This year, the company plans to add a marketplace where people will be able to sell access to their personal information—for instance, an intention to buy an SUV in the next four weeks. Local car dealers, Green believes, would want to pay for the chance to advertise or offer incentives to such users because the strategy offers higher odds of a payoff than, say, targeting ads through Google. Green says an individual could earn $1,000 a year in this manner; Personal would take a percentage of advertiser fees.

Green started Personal in 2009 and has raised $11 million from investors. He previously founded an online company that helped owners of stadiums and other facilities create maps of buildings or private events like the Super Bowl. His customers wouldn’t have allowed him to resell the data, yet that is exactly what individuals do when they simply give away their location and much more. It is a phenomenon Green considers a “fundamental instability” in the marketplace.

Economists, however, have found major problems with the idea of personal-data marketplaces. Individuals struggle to put a value on their data. And within today’s market structure, the value can vary dramatically depending on how it’s measured, but often information is exchanged for mere pennies, says Alessandro Acquisti, co-director of Carnegie Mellon University’s Center for Behavioral Decision Research.

_RECORDS SHOWN_
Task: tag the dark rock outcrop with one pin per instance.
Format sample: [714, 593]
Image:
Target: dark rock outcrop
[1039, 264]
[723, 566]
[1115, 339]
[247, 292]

_CHALLENGE 1_
Answer from the passage on personal-data marketplaces:
(a) How much could an individual earn a year by selling access to personal information, according to Green?
(b) In what year did Green start Personal?
(c) Who says information is often exchanged for mere pennies?
_CHALLENGE 2_
Pick up the passage on personal-data marketplaces after its final sentence and carry it further.
The listing plays no part in what follows.

_EXERCISE RESULT 1_
(a) $1,000 a year.
(b) 2009.
(c) Alessandro Acquisti, co-director of Carnegie Mellon University's Center for Behavioral Decision Research.

_EXERCISE RESULT 2_
“I would like these services to succeed,” Acquisti says. “At least they provide some more transparency. But I fear they may not.” It’s unclear so far how many users Personal has; the company declined to say. As of now, Green’s startup idea appears to have won more attention from analysts and privacy watchdogs than from consumers.

In the end, people will have to see enough benefit from such services to invest time in maintaining an account, which can involve manually entering information such as the numbers associated with bank accounts or warranties. But Green believes there are big productivity benefits to storing one’s valuable information in a single location. Users will have access to a personal data search box, and a feature to be introduced soon will let them safely complete online forms with a single click.

Green says the ultimate challenge for private data networks like his will be maintaining security. As with a bank, if you lock a lot of value in a vault, robbers will try to get in.